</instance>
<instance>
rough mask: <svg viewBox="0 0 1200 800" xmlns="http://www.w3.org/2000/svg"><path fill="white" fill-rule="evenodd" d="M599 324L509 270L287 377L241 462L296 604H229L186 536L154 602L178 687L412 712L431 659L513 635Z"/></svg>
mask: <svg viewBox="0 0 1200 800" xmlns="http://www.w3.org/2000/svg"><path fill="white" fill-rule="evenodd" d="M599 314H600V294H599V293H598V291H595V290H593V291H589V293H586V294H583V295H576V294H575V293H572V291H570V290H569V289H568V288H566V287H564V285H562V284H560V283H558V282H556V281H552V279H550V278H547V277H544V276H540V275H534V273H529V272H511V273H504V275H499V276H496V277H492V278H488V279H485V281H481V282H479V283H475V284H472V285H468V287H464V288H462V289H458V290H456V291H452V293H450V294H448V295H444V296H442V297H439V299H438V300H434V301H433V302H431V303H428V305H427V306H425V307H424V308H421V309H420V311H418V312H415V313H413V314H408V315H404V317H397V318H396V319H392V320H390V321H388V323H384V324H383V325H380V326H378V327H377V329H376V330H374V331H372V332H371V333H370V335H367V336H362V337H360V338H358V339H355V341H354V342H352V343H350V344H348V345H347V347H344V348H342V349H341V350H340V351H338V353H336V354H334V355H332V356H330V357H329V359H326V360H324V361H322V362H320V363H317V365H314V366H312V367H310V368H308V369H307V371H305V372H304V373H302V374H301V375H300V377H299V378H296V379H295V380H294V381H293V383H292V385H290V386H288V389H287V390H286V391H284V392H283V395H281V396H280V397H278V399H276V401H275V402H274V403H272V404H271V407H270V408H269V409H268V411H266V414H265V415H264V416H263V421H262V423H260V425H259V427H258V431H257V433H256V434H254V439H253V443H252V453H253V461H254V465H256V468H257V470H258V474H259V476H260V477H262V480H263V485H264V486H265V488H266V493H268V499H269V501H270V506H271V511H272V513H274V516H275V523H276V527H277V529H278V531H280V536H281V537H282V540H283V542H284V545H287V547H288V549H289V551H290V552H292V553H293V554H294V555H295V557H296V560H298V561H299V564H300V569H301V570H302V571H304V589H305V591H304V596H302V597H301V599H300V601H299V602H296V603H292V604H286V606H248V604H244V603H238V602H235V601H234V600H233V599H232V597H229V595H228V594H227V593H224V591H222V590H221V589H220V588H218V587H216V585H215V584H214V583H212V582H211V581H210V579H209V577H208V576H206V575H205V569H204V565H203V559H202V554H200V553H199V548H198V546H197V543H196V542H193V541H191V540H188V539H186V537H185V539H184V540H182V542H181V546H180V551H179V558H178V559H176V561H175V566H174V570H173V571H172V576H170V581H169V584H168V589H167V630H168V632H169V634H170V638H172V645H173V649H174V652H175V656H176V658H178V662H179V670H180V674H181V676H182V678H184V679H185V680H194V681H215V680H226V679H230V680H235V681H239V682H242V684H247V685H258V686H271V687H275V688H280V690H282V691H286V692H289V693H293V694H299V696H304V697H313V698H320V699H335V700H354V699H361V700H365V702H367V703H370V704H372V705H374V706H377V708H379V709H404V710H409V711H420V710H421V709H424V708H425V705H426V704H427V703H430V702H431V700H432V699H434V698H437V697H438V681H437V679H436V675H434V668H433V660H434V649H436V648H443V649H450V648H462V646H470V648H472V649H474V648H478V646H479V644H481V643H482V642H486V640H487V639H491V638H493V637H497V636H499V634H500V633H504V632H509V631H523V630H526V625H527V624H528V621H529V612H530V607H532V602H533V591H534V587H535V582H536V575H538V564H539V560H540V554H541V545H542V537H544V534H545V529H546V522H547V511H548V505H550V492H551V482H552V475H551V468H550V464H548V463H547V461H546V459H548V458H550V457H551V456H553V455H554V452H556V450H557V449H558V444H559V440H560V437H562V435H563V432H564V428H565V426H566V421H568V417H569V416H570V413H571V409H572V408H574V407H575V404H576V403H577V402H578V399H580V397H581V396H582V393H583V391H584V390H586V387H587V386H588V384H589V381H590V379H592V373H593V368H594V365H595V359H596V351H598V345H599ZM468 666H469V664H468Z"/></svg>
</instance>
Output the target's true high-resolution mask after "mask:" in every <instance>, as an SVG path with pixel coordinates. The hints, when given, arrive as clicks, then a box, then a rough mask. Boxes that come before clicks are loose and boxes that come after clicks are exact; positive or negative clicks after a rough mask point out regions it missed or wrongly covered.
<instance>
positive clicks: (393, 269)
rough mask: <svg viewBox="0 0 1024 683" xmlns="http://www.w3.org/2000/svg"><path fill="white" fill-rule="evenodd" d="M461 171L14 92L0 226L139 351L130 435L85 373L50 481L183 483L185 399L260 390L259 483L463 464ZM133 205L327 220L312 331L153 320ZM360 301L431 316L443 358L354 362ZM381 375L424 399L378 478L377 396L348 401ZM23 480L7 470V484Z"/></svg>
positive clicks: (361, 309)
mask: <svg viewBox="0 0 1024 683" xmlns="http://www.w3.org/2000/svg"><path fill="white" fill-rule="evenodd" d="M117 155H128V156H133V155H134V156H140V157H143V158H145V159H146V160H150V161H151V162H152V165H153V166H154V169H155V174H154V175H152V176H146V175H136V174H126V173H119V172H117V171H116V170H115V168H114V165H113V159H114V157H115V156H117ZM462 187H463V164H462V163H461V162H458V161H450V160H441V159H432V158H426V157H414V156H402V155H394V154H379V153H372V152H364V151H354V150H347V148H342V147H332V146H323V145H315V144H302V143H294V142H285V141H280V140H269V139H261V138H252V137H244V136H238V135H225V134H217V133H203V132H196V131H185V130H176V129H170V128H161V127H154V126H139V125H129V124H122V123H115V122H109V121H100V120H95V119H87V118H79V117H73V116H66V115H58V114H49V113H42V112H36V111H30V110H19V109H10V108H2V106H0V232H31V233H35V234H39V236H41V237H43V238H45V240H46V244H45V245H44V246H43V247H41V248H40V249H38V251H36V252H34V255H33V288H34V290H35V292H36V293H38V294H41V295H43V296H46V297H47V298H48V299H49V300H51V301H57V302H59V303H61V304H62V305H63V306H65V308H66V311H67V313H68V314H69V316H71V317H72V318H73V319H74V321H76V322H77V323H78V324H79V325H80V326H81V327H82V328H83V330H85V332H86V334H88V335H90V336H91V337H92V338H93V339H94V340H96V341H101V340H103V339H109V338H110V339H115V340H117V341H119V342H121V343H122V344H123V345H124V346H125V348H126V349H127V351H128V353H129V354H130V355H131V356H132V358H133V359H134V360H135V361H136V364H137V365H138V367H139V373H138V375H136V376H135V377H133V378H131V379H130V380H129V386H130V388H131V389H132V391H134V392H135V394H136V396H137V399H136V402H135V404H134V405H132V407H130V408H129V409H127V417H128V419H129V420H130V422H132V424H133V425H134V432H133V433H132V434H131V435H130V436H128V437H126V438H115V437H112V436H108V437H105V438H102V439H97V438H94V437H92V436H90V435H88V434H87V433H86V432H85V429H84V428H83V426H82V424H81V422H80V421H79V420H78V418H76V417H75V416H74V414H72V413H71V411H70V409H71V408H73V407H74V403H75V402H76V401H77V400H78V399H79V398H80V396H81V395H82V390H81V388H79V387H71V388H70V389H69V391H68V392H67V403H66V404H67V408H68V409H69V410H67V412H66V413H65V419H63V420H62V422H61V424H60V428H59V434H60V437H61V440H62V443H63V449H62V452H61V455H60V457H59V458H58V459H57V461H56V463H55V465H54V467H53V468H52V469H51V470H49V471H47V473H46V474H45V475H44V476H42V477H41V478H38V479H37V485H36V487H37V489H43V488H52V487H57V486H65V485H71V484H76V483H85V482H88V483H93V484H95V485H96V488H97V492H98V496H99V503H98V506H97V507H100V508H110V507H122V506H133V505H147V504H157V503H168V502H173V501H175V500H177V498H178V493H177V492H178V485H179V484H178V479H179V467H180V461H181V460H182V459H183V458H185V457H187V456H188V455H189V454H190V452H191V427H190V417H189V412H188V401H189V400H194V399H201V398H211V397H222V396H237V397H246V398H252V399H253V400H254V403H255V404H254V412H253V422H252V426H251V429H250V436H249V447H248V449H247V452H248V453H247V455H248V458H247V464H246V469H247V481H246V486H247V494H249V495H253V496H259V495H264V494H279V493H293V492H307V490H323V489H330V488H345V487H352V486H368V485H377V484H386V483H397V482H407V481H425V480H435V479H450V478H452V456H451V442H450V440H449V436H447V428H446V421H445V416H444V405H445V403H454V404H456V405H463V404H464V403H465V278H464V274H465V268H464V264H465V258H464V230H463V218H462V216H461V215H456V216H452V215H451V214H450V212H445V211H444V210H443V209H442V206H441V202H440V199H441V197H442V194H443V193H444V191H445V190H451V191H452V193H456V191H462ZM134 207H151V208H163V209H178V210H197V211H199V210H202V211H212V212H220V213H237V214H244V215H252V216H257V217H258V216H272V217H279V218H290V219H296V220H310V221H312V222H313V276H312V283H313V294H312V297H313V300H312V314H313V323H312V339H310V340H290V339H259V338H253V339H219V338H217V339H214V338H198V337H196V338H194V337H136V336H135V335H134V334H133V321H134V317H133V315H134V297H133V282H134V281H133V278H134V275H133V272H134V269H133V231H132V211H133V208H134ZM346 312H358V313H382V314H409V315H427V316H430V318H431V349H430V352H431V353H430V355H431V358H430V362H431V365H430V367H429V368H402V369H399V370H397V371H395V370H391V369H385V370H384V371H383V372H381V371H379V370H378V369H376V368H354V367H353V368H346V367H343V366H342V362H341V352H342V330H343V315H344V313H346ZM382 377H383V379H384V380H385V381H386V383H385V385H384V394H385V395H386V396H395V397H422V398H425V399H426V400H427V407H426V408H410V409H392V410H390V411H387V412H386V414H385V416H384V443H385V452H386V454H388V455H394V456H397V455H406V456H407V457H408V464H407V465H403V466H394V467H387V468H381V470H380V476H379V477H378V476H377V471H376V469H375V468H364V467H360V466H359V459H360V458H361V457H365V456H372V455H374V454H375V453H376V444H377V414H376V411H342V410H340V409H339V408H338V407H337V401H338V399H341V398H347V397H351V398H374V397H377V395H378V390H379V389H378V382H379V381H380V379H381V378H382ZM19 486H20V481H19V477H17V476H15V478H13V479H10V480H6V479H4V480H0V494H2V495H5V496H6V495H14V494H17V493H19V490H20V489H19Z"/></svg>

**YOUR ASSIGNMENT**
Of all the entries above, repeat only the lines from the line that has "positive clicks: (393, 269)" to the line that has "171L14 92L0 226L139", both lines included, exactly.

**OUTPUT FOR THIS EXERCISE**
positive clicks: (393, 269)
rough mask: <svg viewBox="0 0 1024 683" xmlns="http://www.w3.org/2000/svg"><path fill="white" fill-rule="evenodd" d="M461 171L14 92L0 226L139 351L130 435L85 373L50 481L183 483L185 399L260 390L259 483L463 464ZM133 205L327 220L312 331L153 320ZM360 301L431 316L443 358L354 362ZM381 375L424 399L378 478L377 396L348 401ZM23 480L7 470V484Z"/></svg>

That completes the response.